Exercise 1
Transcribe the forum thread on Google's meta descriptions word for word, starting at "As far as changing" and ending at "with duplicate content.".
Exercise 2
Carry on the forum discussion about Google showing other sites' descriptions in place of a site's own meta description, beginning after its final sentence.

Quoted passage
===
Google using descriptions from other websites instead of site's own meta description
-
In the last month or so, Google has started displaying a description under links to my home page in its search results that doesn't actually come from my site.
I have a meta description tag in place and for a very limited set of keywords, that description is displayed, but for the majority of results, it's displaying a description that appears on Alexa.com and a handful of other sites that seem to have copied Alexa's listing, e.g. similarsites.com.
The problem is, the description from these other sites isn't particularly descriptive and mentions a service that we no longer provide.
So my questions are:
- Why is Google doing this? Surely that's broken behaviour.
- How do I fix it?
-
I (finally) see the confusion - a good reason for me to be careful in word choice. I didn't say "duplicate content" I said "duplicated" content. What I meant was "repetition" not duplicated but I guess because we see "duplicate content" every day as SEOs I chose the wrong phrase. What I meant was the duplication / repetition that can happen in the title, as in my example:
"Brisbane SEOs and digital marketing services in Brisbane | SEO | Marketing"
I have many times seen replaced title/description if keywords are repeated in the titles. I have always cleared it up with noodp and noydir. In this case I stated that I didn't think that was the real issue but it is one that causes problems.
So the examples I copied in didn't have to do with "duplicate content" as it relates to rel=canonical but it has to do with "duplicated" title keywords. Obviously I wasn't clear enough in the original post and I'm glad to know that. I still think my advice will work and for the reasons I stated, just with better phrasing. I definitely didn't mean to be confusing so thanks for pointing it out.
Hope that clears up the misunderstanding and thanks for helping me give better advice - appreciate it.
~Matt
-
brisbane web development may get more searches but I also don't rank nearly as well for it as I do for terms with freelance in it.
Most of the enquiries I get follow on from searches that contain freelance and brisbane in the query, whereas brisbane web development is the only one of about 30 keyword phrases that I've been tracking that is showing the correct description.
As far as changing over time: it's only in the last month that these incorrect descriptions have shown up; everything's been fine up until now.
-
If you look at the conversation between Matt and I, you will see that your meta you do not want is showing in dmoz and a few directory sites. Since the query, freelance web design brisbane is a low volume query, and brisbane web development is getting 2400 searches per month, I would not worry too much about it.
Every search I did that I was able to find you had corrected meta. The one you don't like was last used on your site in mid 2011 it appears. I think over time it will change, but putting too much into it is not worth the time.
All the best.
-
Matt,
This info from google doesn't have anything to do with duplicate content.
The first one is about title tags and even that says they (Google) may try to improve the title. Nothing about the meta.
The second is from a Google forum in 2008 and says to first check dmoz to see if the meta is appearing there. If you just say, hey use noodp, noydir, you are making an assumption that is problematic.
===
Supplied records
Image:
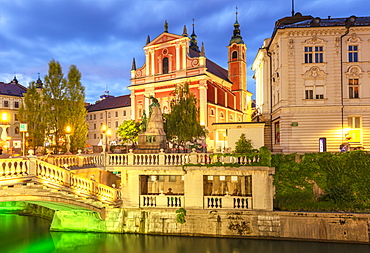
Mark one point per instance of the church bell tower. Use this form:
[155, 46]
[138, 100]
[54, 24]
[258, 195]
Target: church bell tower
[237, 66]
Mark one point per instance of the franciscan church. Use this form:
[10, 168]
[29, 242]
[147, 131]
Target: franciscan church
[172, 59]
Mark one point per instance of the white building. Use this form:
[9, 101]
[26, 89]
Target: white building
[312, 82]
[109, 111]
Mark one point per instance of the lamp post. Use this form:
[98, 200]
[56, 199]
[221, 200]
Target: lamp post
[4, 126]
[109, 133]
[68, 140]
[104, 141]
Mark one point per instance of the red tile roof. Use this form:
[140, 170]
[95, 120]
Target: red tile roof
[110, 102]
[12, 89]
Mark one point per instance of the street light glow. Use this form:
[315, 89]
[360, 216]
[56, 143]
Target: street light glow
[4, 117]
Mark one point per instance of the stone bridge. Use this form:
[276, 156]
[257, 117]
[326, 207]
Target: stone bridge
[35, 181]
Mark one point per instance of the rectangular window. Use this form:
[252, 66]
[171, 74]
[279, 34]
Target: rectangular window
[353, 53]
[353, 88]
[277, 132]
[353, 135]
[309, 94]
[319, 92]
[318, 54]
[307, 54]
[318, 51]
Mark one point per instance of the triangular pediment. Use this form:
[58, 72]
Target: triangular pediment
[163, 38]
===
Task result 1
As far as changing over time: it's only in the last month that these incorrect descriptions have shown up; everything's been fine up until now.
-
If you look at the conversation between Matt and I, you will see that your meta you do not want is showing in dmoz and a few directory sites. Since the query, freelance web design brisbane is a low volume query, and brisbane web development is getting 2400 searches per month, I would not worry too much about it.
Every search I did that I was able to find you had corrected meta. The one you don't like was last used on your site in mid 2011 it appears. I think over time it will change, but putting too much into it is not worth the time.
All the best.
-
Matt,
This info from google doesn't have anything to do with duplicate content.

Task result 2
The third where you have John Mueller, it is again about Titles and not using keyword stuffing.
Here is the issue Matt: When you state something like that (and I have made the same mistake) and leave a lot out, someone who doesn't do this day to day, assumes something that is simply not true. Frankly, I know of no instance where duplicate content has caused a SERP snippet to change.
Yes, you can use noodp, noydir, but you need to explain why and not say its because of duplicate content. The snippet he gives says "Provides a range of web design and print design services." If you put that search on Google.com.au, there is no duplicate content issue.
Yes, that does appear on dmoz, not on Yahoo Directory. But, it also appears on several directory type sites. Will using noodp keep it from happening? Only if that is the source.
So, I have thumbed you up for the courtesy of a reply to me (evens out the thumb down). Thanks for the reply and, feel free to let me know if I stray or if you believe something here is incorrect. I am open to being wrong and having it pointed out.
All the best,
Robert
-
Robert, if you do a search for freelance web design brisbane (result is on the first page for me in google.com.au), you'll see the sort of thing I'm referring to. This is what's coming up for most of the keywords I'm tracking for my site.
If you do a search for brisbane web development (result on page 9 although a few days ago it was page 15), you'll see the snippet saying what my meta description tag for the home page says, i.e. what I want it to say.
-
http://support.google.com/webmasters/bin/answer.py?hl=en&answer=35624
"Avoid keyword stuffing. It's sometimes helpful to have a few descriptive terms in the title, but there’s no reason to have the same words or phrases appear multiple times. A title like
"Foobar, foo bar, foobars, foo bars"
doesn't help the user, and this kind of keyword stuffing can make your results look spammy to Google and to users."If we’ve detected that a particular result has one of the above issues with its title, we may try to generate an improved title from anchors, on-page text, or other sources.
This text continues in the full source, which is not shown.